*What you need to do*:
Turn the lines of the records below into a numbered list, leaving out any blank lines. Omit the pictures from your answer.

Records from a dataset:
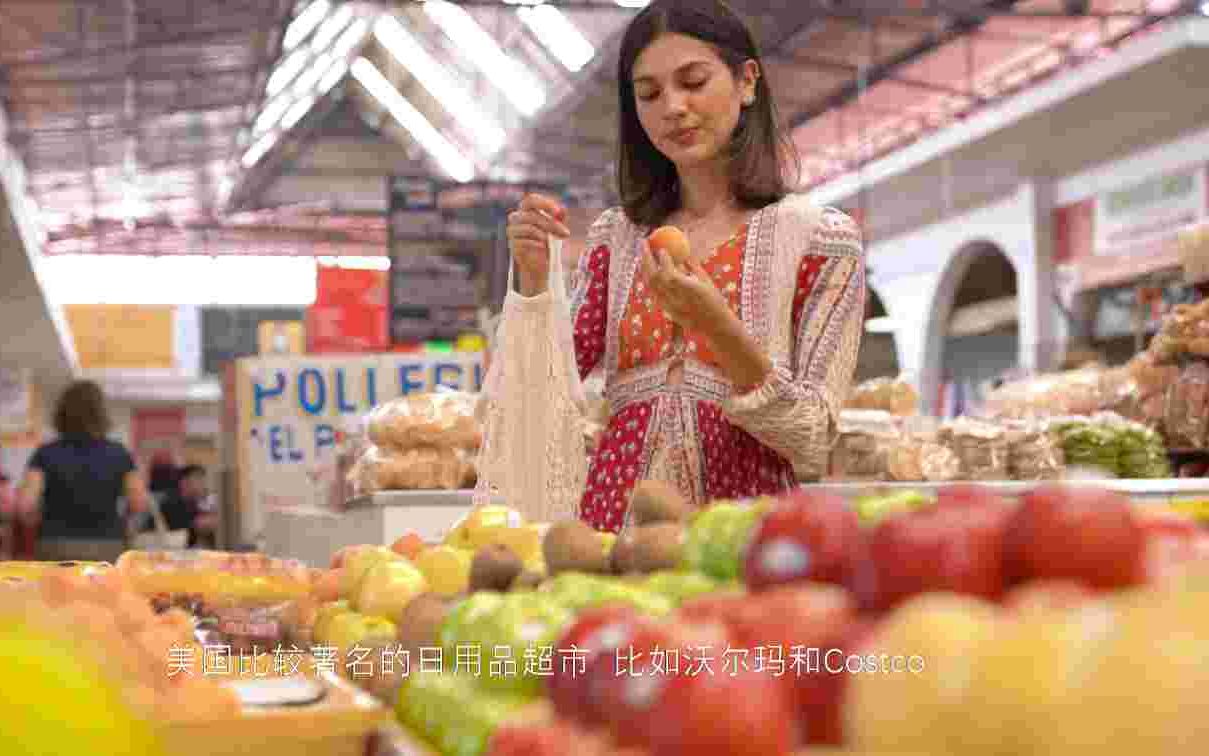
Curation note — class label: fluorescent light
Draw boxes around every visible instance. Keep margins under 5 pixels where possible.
[239,132,277,168]
[317,59,348,97]
[311,5,353,53]
[424,0,545,116]
[516,5,596,73]
[374,15,507,155]
[251,94,290,134]
[265,50,310,97]
[282,0,331,50]
[331,18,370,58]
[353,58,474,183]
[282,96,316,131]
[864,316,897,334]
[294,53,331,97]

*Answer to the problem*:
1. Curation note — class label: fluorescent light
2. Draw boxes around every visible instance. Keep margins under 5 pixels where possible.
3. [239,132,277,168]
4. [317,59,348,97]
5. [311,5,353,53]
6. [424,0,545,116]
7. [516,5,596,73]
8. [374,15,507,155]
9. [251,94,290,134]
10. [265,50,310,97]
11. [282,0,331,50]
12. [331,18,370,58]
13. [353,58,474,183]
14. [282,96,316,131]
15. [864,316,897,334]
16. [294,53,331,97]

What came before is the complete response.